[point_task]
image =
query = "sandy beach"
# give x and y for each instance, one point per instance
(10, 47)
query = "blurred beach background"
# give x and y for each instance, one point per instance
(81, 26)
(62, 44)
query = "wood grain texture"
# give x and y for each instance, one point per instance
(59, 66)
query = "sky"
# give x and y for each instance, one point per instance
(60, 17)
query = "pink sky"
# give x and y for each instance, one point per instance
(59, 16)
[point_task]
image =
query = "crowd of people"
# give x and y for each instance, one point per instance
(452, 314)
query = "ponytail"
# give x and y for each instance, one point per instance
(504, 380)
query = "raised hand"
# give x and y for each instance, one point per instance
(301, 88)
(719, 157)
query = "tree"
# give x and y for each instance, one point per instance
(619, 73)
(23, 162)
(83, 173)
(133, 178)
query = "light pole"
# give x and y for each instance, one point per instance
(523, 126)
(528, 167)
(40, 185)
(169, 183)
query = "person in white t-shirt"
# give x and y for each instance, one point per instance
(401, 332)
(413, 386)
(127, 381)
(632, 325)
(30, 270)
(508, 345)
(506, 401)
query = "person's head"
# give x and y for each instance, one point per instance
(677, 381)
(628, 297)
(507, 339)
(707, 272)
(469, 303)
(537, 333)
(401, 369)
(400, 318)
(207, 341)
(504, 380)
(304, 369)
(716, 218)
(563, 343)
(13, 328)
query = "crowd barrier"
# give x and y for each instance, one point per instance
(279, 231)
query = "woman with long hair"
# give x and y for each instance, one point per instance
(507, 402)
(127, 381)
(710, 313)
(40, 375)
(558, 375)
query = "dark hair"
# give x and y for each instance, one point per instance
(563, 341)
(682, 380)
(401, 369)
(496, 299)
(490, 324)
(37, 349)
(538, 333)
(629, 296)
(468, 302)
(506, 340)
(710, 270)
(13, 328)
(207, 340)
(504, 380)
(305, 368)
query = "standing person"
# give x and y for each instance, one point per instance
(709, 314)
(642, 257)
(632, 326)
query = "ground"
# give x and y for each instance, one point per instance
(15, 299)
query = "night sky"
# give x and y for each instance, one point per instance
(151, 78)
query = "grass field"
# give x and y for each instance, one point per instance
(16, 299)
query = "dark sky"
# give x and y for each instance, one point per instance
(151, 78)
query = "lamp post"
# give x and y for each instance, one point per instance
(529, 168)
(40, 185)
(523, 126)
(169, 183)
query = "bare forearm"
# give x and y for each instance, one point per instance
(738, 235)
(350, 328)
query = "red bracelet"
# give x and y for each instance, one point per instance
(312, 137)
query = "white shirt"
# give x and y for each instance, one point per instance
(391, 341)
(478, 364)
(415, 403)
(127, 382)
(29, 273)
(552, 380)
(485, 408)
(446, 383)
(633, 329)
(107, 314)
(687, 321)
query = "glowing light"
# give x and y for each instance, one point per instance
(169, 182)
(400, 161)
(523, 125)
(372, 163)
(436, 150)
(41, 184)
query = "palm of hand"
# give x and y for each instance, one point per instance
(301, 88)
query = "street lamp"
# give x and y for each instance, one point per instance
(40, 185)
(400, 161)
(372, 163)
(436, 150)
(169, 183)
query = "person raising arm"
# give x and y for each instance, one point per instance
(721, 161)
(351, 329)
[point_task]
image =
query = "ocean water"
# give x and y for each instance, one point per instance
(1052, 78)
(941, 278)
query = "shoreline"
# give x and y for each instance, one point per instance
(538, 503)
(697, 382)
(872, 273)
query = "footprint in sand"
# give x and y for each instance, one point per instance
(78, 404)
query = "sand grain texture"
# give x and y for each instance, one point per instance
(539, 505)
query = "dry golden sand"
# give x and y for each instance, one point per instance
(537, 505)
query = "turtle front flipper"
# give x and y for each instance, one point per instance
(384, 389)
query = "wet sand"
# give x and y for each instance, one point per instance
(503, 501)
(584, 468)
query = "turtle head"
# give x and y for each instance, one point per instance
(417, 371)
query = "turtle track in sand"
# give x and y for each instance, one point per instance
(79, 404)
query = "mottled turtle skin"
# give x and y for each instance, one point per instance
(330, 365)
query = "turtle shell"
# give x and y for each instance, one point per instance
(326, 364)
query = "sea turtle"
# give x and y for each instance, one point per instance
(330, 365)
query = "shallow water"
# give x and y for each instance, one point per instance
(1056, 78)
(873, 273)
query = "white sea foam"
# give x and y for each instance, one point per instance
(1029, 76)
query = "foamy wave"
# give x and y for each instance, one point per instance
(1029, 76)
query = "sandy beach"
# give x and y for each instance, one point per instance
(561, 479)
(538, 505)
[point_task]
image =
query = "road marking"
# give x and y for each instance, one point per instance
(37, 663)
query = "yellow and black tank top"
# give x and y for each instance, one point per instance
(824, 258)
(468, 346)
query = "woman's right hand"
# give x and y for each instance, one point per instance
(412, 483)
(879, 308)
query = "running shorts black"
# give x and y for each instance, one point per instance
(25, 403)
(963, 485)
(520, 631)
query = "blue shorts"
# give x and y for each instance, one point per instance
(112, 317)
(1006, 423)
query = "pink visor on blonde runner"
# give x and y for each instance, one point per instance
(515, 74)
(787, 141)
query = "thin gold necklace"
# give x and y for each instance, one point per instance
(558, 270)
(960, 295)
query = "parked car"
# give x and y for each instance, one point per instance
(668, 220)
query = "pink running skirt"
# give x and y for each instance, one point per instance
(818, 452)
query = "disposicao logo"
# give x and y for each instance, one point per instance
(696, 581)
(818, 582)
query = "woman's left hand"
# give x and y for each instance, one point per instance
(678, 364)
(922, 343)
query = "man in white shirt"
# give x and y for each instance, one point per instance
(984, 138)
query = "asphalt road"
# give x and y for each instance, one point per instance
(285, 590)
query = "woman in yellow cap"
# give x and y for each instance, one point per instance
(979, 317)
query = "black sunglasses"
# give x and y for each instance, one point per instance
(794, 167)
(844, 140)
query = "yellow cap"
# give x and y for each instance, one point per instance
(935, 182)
******************************
**AIM**. Extract, word for word, each line of the listing above.

**ANSWER TO THE EXERCISE**.
[point_task]
image =
query = "sandy beach"
# give x and y for each instance, one point per instance
(10, 47)
query = "blurred beach background"
# give x and y for each instance, one point per instance
(81, 26)
(62, 44)
query = "wood grain texture"
# give x and y for each instance, one point per instance
(59, 66)
query = "sky"
# give x and y for each instance, one point per instance
(60, 17)
query = "pink sky"
# give x and y for each instance, one point per instance
(59, 16)
[point_task]
image =
query = "crowd of people"
# give x and y for each instance, one point per instance
(452, 314)
query = "ponytail"
# give x and y for each instance, one point per instance
(504, 380)
query = "raised hand"
# give x and y for each instance, one point per instance
(301, 88)
(719, 157)
query = "tree"
# give x and y for each instance, one point per instance
(619, 73)
(23, 162)
(83, 173)
(133, 178)
query = "light pole"
# give x and y for each instance, one point per instance
(523, 126)
(528, 167)
(40, 185)
(169, 183)
query = "person in white t-shirt"
# give x and y for each instance, one point per instance
(401, 332)
(413, 386)
(127, 381)
(632, 325)
(30, 270)
(508, 345)
(506, 401)
query = "person's head"
# give x and y for each instance, one point per instance
(677, 381)
(628, 297)
(507, 339)
(707, 272)
(469, 303)
(537, 333)
(401, 369)
(400, 318)
(207, 341)
(504, 380)
(304, 369)
(716, 218)
(563, 343)
(13, 328)
query = "crowd barrier"
# give x and y for each instance, one point per instance
(279, 231)
query = "woman with long hair"
# give x and y for each instance, one point per instance
(507, 402)
(127, 381)
(710, 313)
(40, 375)
(558, 375)
query = "dark hair"
# give x and y for each instance, one point per instance
(563, 341)
(682, 380)
(401, 369)
(496, 299)
(490, 324)
(37, 349)
(538, 333)
(629, 296)
(468, 302)
(506, 340)
(710, 270)
(13, 328)
(207, 340)
(504, 380)
(305, 368)
query = "standing person"
# give x and y for each instance, one point per instance
(709, 314)
(642, 257)
(632, 326)
query = "ground"
# give x and y for each instance, one point per instance
(15, 299)
query = "night sky"
# give x and y for each instance, one point per instance
(151, 78)
query = "grass field"
# give x and y for each instance, one point per instance
(16, 299)
query = "dark sky"
# give x and y for each instance, one point per instance
(151, 78)
query = "lamp post"
# give x and y for each instance, one point per instance
(529, 168)
(40, 185)
(523, 126)
(169, 183)
query = "bare forearm"
# give x and y for each instance, one point per instance
(738, 235)
(350, 328)
query = "red bracelet"
# give x and y for each instance, one point per instance
(312, 137)
query = "white shirt"
# give x and y for each instance, one point per instance
(391, 341)
(478, 364)
(415, 403)
(127, 382)
(29, 273)
(552, 380)
(485, 408)
(446, 383)
(633, 329)
(107, 314)
(687, 321)
query = "glowing light"
# give x and y for each instance, one point per instance
(169, 182)
(400, 161)
(523, 125)
(372, 163)
(436, 150)
(41, 184)
query = "palm of hand"
# give x and y for each instance, one point per instance
(301, 88)
query = "street lamp"
# give x and y for each instance, one point per instance
(40, 185)
(400, 161)
(372, 163)
(436, 150)
(169, 183)
query = "person raising arm"
# give x and y for each instance, one point per instance
(721, 161)
(351, 329)
[point_task]
image =
query = "ocean water"
# give x and y for each instance, one point per instance
(1052, 78)
(941, 278)
query = "shoreline"
# give x and y for each instance, one point per instance
(538, 503)
(697, 382)
(872, 273)
query = "footprint in sand"
# give x and y for each instance, one point per instance
(78, 404)
query = "sand grain texture"
# give x and y for each instance, one point per instance
(539, 505)
query = "dry golden sand"
# give x and y for each instance, one point per instance
(537, 505)
query = "turtle front flipper"
# give x and y for each instance, one point per instance
(384, 389)
query = "wet sand"
# give x and y for each instance, one point per instance
(503, 501)
(584, 468)
query = "turtle head"
# give x and y for each instance, one point per instance
(417, 371)
query = "turtle track in sand"
# give x and y for each instance, one point per instance
(79, 404)
query = "mottled turtle skin"
# give x and y for each instance, one point per instance
(330, 365)
query = "turtle shell"
# give x and y for each instance, one point per instance
(326, 364)
query = "sea turtle"
# give x and y for each instance, one point per instance
(330, 365)
query = "shallow water"
# give x and y for each instance, one point per instance
(1056, 78)
(873, 273)
query = "white sea foam"
# give x and y for each instance, one point per instance
(1029, 76)
query = "foamy wave"
# give x and y for each instance, one point per instance
(1029, 76)
query = "sandy beach"
# give x and y for each instance, one point per instance
(561, 479)
(538, 505)
[point_task]
image =
query = "road marking"
# give x and y for each instance, one point per instance
(37, 663)
query = "yellow and black tank top"
# give x and y for each instance, one point per instance
(824, 258)
(468, 346)
query = "woman's right hand"
# give x and y for each instance, one point per instance
(412, 483)
(879, 308)
query = "running shorts black"
# give x and y for each instance, one point per instance
(25, 403)
(963, 485)
(520, 631)
query = "blue shorts"
# give x and y for each instance, one point per instance
(112, 317)
(1006, 423)
query = "pink visor on blonde runner"
# give x and y for each instance, one point per instance
(515, 74)
(787, 141)
query = "thin gold necklace"
# give x and y for each instance, one point per instance
(558, 270)
(960, 295)
query = "parked car"
# give x and y for each instance, one point per instance
(668, 220)
query = "pink running skirt"
# give x and y for each instance, one point per instance
(818, 452)
query = "disposicao logo"
# give x and y for each instance, one point per instance
(696, 581)
(818, 582)
query = "woman's left hand"
# give x and y for each instance, one point per instance
(678, 364)
(922, 343)
query = "man in white shirt"
# give x and y for each instance, one point per instance
(984, 138)
query = "asphalt road"
# give x and y for each instance, one point per instance
(285, 590)
query = "woman in yellow cap"
# give x and y for each instance, one point per instance
(979, 317)
query = "black sunglasses"
# give x and y for each instance, one point per instance
(794, 167)
(844, 140)
query = "yellow cap"
# give x and y for each instance, one point per instance
(935, 182)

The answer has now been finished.